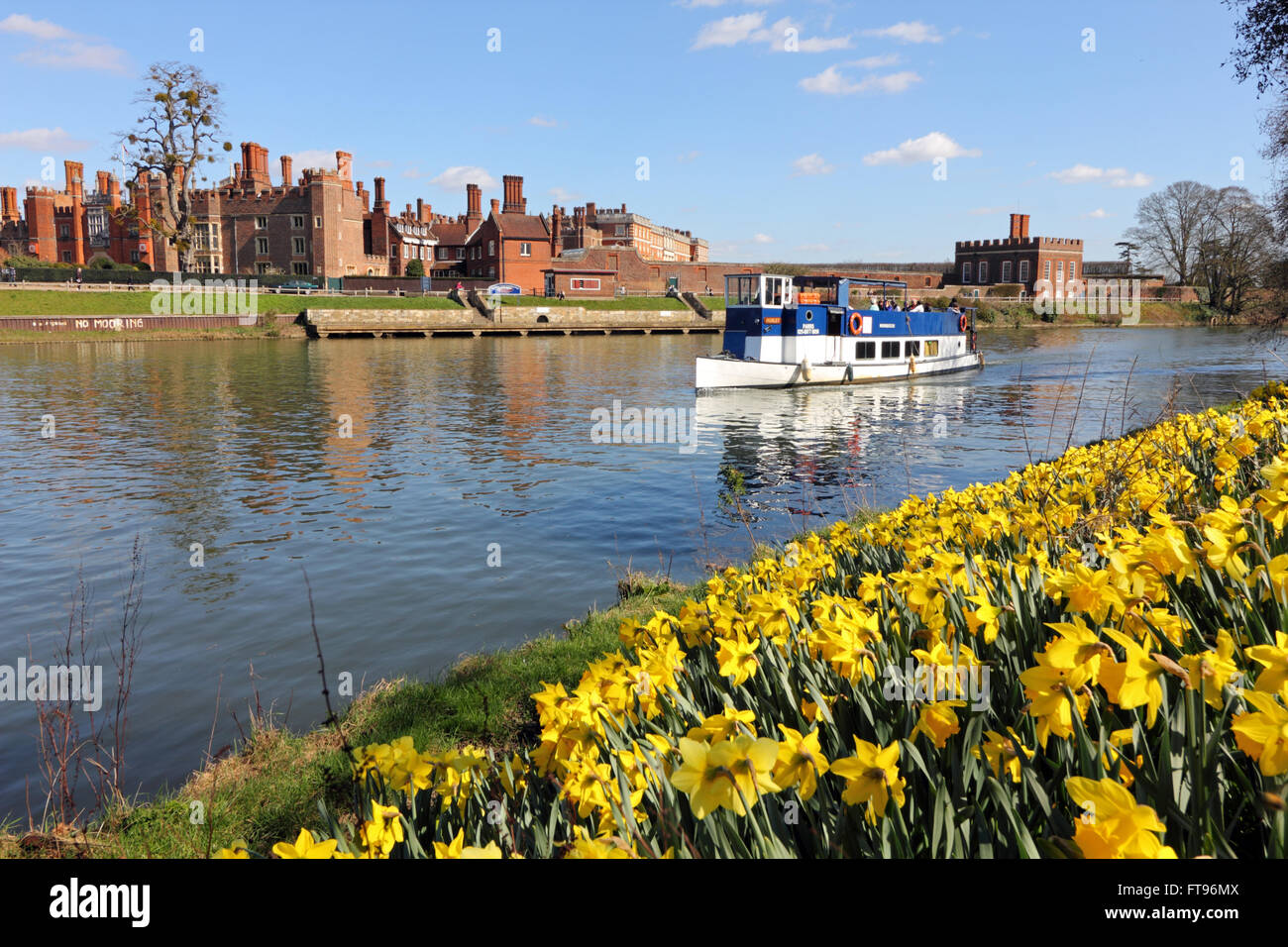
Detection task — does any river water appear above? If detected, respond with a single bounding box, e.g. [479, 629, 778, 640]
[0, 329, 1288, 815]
* * *
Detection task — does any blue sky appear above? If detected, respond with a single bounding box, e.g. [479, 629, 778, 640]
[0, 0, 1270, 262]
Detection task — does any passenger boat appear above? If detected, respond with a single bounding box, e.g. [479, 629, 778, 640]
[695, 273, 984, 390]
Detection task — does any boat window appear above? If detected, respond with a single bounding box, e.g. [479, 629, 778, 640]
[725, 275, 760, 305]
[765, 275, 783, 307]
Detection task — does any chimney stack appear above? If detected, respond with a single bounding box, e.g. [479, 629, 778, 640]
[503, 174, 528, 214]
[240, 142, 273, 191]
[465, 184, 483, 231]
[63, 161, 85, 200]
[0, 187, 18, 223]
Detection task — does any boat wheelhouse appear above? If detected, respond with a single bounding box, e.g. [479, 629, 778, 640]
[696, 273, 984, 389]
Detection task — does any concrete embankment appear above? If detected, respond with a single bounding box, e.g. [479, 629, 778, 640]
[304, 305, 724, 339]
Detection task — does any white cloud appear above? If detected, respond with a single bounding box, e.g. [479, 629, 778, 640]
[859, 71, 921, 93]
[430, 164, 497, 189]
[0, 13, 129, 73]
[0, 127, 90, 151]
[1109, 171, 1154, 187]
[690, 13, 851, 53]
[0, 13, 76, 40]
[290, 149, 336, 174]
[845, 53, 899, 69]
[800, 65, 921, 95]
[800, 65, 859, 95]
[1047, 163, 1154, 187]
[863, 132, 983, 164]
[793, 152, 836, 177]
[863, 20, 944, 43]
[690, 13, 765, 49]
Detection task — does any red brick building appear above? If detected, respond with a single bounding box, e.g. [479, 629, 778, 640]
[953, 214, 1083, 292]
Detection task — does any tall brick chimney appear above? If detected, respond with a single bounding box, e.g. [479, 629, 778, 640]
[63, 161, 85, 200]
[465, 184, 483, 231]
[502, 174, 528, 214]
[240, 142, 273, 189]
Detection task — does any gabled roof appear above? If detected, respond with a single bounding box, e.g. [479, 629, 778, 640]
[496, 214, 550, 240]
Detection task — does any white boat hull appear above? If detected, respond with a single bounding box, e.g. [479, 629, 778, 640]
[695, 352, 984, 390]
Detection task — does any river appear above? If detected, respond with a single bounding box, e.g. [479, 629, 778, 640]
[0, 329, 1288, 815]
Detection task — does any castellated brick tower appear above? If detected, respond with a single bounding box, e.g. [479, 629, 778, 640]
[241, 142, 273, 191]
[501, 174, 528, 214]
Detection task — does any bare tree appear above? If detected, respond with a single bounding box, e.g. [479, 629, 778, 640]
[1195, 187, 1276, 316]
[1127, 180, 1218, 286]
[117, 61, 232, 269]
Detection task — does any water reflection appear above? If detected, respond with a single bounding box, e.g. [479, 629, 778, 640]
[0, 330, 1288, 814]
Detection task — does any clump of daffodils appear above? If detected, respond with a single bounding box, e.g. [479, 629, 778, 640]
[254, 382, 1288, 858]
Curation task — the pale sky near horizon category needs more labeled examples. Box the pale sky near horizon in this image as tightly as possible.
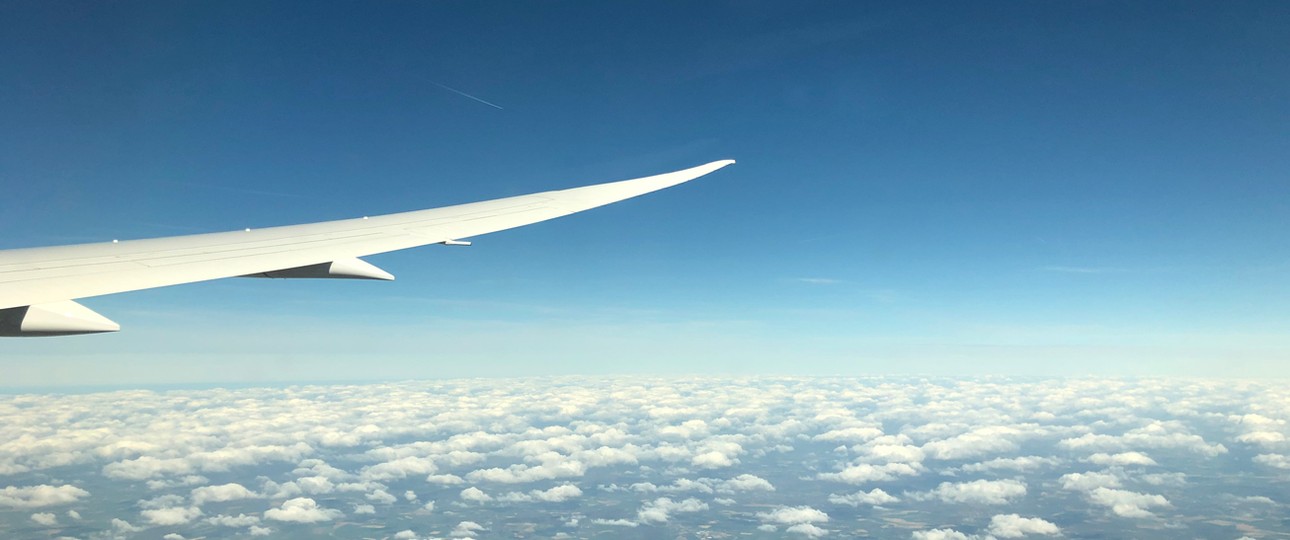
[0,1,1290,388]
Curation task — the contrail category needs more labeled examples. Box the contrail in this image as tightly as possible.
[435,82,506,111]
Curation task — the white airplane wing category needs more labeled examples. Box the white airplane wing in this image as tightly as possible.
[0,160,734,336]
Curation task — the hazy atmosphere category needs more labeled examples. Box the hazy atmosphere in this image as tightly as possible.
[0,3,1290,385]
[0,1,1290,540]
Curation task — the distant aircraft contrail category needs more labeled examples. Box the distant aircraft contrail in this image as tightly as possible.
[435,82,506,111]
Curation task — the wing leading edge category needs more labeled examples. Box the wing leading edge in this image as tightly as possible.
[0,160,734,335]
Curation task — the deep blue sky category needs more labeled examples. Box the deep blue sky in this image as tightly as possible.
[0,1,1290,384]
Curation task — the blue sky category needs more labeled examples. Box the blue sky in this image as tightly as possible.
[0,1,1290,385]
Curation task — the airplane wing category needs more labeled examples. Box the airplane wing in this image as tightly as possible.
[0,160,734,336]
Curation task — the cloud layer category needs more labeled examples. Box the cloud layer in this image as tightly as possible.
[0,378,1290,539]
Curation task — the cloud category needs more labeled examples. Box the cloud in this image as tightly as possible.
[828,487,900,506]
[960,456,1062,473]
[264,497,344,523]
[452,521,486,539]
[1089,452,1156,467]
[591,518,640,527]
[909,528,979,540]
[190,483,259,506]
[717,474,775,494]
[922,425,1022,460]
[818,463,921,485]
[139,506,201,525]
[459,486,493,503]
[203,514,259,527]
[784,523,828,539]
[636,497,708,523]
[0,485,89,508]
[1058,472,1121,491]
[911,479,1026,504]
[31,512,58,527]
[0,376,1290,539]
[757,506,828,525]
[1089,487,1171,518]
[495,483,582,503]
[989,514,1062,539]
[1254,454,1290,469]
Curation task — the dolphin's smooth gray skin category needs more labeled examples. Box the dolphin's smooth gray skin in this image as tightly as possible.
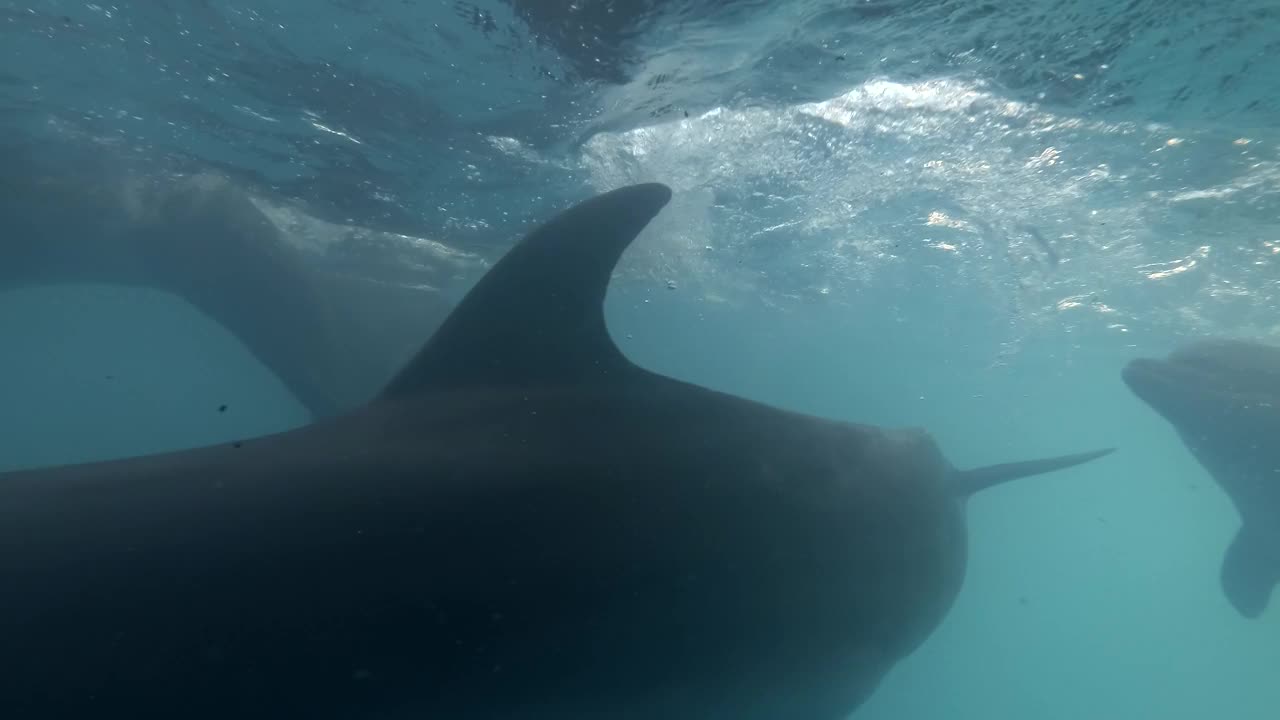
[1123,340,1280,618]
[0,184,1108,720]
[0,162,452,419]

» WHAT THE TASK REQUIRES
Count the lines in the records above that contain the word "water", and reply with only that number.

» SOLUTION TO THE EXERCISE
2